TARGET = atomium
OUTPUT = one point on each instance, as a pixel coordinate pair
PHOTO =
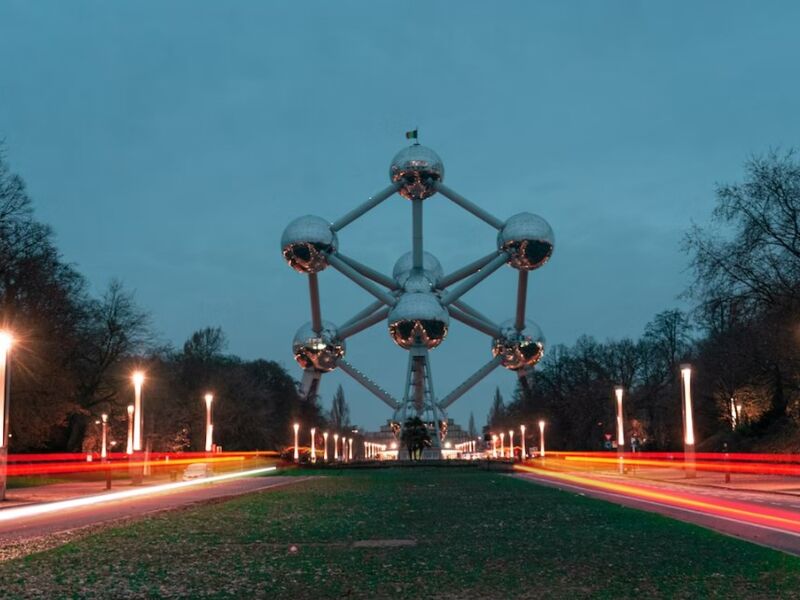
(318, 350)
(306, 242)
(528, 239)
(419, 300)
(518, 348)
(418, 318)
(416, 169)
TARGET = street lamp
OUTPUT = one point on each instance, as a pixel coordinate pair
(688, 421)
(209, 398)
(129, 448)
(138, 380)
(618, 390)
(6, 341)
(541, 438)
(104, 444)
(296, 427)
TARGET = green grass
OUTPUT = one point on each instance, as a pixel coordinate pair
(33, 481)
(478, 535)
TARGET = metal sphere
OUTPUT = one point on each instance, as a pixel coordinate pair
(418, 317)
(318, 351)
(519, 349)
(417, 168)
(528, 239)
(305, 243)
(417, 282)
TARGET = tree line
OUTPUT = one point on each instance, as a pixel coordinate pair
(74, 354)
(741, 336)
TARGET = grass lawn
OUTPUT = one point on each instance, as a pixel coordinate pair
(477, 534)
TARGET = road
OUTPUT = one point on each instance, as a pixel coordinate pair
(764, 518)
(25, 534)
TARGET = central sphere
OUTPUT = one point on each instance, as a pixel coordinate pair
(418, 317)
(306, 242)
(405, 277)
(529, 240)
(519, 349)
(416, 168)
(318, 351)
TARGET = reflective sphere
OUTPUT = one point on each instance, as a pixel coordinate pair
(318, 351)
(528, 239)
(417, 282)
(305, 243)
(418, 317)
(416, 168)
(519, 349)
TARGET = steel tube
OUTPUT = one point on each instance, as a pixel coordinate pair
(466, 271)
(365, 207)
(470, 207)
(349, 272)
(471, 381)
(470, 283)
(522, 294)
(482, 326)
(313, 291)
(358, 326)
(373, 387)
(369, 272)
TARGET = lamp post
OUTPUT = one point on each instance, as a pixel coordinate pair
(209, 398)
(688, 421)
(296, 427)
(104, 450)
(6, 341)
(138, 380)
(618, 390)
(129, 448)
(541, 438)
··········
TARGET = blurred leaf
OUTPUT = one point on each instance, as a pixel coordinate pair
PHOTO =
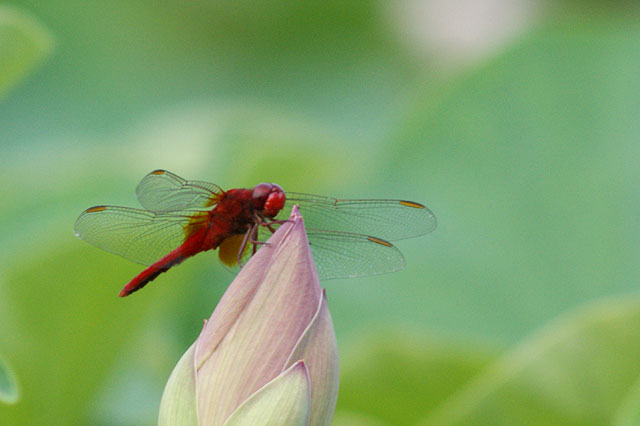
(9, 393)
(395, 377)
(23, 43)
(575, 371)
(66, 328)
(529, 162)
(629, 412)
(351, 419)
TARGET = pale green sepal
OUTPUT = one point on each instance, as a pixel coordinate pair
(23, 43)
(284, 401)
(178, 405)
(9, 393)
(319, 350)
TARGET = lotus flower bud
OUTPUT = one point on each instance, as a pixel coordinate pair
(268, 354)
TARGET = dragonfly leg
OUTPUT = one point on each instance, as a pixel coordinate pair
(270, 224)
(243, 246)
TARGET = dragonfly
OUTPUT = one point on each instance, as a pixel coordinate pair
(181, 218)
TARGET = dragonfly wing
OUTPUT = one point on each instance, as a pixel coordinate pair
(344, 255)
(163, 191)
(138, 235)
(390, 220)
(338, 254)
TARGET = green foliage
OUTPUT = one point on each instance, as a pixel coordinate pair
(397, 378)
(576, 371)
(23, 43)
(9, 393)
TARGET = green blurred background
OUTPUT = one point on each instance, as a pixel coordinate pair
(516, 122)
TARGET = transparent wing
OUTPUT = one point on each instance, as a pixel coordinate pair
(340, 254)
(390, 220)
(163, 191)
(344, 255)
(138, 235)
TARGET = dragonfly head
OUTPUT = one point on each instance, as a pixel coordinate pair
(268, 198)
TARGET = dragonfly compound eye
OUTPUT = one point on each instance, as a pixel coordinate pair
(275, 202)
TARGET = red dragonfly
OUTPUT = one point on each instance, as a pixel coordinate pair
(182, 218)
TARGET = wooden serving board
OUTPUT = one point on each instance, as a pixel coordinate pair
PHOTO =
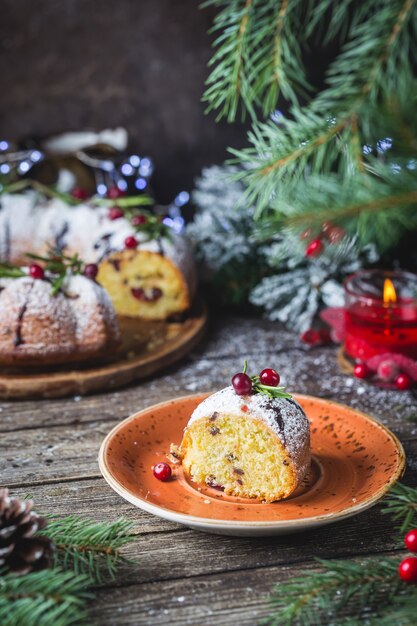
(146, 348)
··········
EXERCISE DESCRIPTION. When you reach the line holding "TARGET = atomium" in the listing above, begin retyping exactly, and stop once the line holding "TARGET = street lamp" is done; pictures stay out.

RESPONSE.
TARGET = atomium
OUTPUT = one point on each instance, as a pixel coordinate pair
PHOTO =
(318, 350)
(306, 242)
(528, 239)
(419, 300)
(518, 348)
(418, 318)
(416, 169)
TARGET = street lamp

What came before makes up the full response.